### Exercise goal
Output each of the entries below verbatim, omitting the pictures.

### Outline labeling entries
┏━━

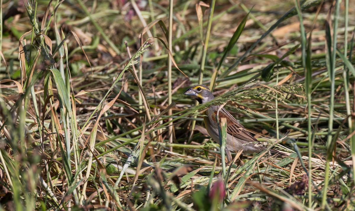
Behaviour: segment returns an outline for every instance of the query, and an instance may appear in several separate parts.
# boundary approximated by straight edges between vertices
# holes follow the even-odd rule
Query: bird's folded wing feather
[[[217,111],[214,112],[215,117],[217,116]],[[227,132],[229,135],[246,141],[259,142],[224,108],[219,111],[218,118],[220,119],[223,118],[227,119]],[[215,119],[213,120],[215,121]]]

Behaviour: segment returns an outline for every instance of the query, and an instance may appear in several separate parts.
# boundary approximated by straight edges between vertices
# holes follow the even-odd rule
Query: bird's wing
[[[214,112],[215,117],[217,116],[217,112]],[[229,135],[246,141],[259,142],[224,108],[219,111],[218,117],[220,119],[223,118],[227,119],[227,132]],[[215,118],[213,120],[215,121]]]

┗━━

### Exercise answer
Behaviour: segment returns an outline for every instance of the query, and an instance may appear in several separate parts.
# boundary approximated by straight edges between vertices
# holes follow the even-odd rule
Query: bird's folded wing feather
[[[217,111],[214,112],[215,117],[217,116]],[[227,132],[229,135],[246,141],[259,142],[224,108],[219,111],[218,118],[220,119],[223,118],[227,119]],[[215,119],[213,120],[215,121]]]

Behaviour: segment returns an outline for every instance of the query, and an instance may appear in several separate parts.
# boundary approximated by straight edges between vertices
# holes follow the even-odd rule
Query: bird's wing
[[[214,112],[215,117],[217,116],[217,112]],[[229,135],[246,141],[259,142],[224,108],[219,111],[218,117],[220,119],[223,118],[227,119],[227,132]],[[215,118],[213,120],[215,121]]]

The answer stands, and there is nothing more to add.